**COSA FARE**
Trascrivi senza alcuna modifica le righe che vanno da quella contenente "white plate, the" fino all'ultima riga compresa. Escludi le immagini dalla risposta.

★ ★ ★ ★

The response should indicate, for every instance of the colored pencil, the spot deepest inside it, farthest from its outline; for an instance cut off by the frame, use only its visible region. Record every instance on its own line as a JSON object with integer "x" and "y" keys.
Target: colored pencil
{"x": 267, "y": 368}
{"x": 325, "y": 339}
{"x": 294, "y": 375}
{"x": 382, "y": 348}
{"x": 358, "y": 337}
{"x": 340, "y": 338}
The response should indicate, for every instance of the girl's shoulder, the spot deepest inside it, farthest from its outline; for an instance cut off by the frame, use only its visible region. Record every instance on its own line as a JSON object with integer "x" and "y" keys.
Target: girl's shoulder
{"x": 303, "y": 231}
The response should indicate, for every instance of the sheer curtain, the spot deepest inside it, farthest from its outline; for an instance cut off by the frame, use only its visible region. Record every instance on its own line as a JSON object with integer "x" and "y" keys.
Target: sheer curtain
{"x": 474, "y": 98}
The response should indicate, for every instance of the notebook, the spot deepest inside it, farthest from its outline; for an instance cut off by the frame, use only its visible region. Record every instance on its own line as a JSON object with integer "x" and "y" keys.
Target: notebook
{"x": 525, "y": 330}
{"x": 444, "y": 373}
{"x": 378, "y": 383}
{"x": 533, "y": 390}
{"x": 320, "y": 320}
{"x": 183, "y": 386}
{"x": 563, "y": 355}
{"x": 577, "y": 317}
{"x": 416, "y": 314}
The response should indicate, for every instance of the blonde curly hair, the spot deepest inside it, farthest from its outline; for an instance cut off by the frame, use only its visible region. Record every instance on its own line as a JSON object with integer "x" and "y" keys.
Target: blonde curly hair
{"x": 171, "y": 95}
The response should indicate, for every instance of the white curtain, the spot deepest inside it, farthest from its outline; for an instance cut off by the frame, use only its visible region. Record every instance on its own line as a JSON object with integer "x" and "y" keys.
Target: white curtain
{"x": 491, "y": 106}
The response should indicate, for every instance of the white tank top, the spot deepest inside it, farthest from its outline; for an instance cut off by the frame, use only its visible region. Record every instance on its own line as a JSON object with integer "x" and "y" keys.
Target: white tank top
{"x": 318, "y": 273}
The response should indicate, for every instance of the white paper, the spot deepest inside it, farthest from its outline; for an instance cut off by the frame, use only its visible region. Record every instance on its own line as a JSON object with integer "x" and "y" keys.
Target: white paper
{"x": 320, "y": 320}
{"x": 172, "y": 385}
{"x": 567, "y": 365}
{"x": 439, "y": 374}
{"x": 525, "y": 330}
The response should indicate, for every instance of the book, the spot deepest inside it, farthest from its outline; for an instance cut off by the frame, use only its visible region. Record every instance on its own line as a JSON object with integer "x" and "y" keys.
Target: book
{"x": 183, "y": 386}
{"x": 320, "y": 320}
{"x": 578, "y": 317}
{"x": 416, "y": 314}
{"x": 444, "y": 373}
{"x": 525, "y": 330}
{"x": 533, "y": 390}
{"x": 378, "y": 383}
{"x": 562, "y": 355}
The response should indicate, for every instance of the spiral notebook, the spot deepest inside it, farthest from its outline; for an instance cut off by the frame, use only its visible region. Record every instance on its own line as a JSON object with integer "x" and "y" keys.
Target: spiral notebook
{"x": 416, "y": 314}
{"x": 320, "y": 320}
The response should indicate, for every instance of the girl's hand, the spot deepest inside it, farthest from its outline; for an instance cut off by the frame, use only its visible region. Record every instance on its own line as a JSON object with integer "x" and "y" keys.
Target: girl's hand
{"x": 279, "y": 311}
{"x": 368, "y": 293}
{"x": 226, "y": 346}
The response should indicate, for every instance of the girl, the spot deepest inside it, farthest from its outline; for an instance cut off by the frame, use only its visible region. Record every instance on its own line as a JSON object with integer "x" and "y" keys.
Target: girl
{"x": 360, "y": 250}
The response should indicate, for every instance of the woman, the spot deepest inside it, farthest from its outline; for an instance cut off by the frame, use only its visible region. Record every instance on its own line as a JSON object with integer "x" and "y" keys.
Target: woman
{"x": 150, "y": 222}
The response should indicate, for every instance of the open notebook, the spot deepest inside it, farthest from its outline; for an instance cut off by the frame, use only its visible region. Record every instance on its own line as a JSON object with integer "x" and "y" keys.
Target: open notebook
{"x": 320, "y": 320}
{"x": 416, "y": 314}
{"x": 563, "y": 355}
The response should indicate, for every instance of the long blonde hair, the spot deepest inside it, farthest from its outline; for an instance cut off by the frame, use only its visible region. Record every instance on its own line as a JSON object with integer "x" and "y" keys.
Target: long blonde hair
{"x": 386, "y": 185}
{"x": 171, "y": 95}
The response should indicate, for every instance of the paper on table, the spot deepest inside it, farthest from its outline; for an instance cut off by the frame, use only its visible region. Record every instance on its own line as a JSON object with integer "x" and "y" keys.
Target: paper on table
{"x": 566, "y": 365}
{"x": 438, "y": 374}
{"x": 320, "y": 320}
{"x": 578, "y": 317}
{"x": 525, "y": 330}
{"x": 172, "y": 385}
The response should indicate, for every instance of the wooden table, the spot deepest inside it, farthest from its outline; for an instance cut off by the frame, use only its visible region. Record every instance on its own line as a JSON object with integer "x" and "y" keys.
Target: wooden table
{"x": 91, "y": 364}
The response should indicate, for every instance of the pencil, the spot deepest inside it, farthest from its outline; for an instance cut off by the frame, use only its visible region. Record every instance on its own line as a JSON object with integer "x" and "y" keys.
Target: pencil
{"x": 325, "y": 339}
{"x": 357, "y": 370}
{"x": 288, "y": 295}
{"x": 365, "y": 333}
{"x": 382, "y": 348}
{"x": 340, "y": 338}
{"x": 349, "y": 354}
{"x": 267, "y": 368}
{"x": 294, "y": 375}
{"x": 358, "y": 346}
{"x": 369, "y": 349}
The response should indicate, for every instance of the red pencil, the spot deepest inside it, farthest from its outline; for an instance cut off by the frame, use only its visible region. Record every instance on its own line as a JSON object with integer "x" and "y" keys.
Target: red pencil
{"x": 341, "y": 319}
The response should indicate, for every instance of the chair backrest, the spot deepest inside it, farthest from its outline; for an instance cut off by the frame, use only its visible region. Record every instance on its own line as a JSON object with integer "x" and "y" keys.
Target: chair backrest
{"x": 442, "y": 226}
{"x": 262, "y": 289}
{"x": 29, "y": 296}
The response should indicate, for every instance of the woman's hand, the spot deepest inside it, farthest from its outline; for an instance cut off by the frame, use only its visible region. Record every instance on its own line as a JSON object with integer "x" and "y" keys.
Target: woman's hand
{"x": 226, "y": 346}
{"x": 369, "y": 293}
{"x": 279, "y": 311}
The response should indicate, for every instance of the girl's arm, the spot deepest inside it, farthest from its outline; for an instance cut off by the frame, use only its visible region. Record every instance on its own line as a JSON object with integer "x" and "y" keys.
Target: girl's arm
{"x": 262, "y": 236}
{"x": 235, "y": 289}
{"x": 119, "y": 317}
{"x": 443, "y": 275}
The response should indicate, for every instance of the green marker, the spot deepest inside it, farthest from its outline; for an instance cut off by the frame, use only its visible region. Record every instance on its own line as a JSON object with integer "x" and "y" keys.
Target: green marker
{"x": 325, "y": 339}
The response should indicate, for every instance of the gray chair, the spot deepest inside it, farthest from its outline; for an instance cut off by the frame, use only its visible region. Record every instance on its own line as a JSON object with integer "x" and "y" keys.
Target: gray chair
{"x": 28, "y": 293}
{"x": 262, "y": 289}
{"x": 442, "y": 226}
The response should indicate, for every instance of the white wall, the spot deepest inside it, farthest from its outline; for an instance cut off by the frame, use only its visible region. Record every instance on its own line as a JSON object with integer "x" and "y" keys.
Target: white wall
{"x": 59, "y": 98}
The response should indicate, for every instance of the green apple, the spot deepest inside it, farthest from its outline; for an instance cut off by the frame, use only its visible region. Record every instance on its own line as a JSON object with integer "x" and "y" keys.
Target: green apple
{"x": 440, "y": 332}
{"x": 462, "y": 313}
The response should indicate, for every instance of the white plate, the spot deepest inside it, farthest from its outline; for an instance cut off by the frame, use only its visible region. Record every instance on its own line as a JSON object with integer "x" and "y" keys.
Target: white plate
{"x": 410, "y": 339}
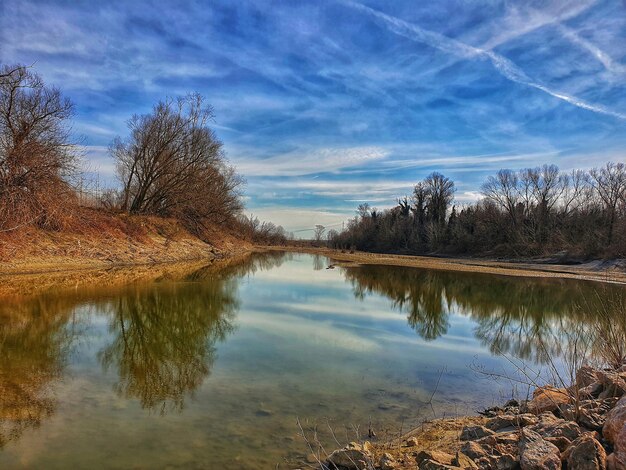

★ ★ ★ ★

**RISPOSTA CORRETTA**
The response should indicate, for every instance of the white plate, the spot deepest inside it, farthest from its outline; for an instance cut off by the frame, use only its visible region. Record every instance on its own line as a JSON object with integer "x" and "y" keys.
Target: white plate
{"x": 410, "y": 339}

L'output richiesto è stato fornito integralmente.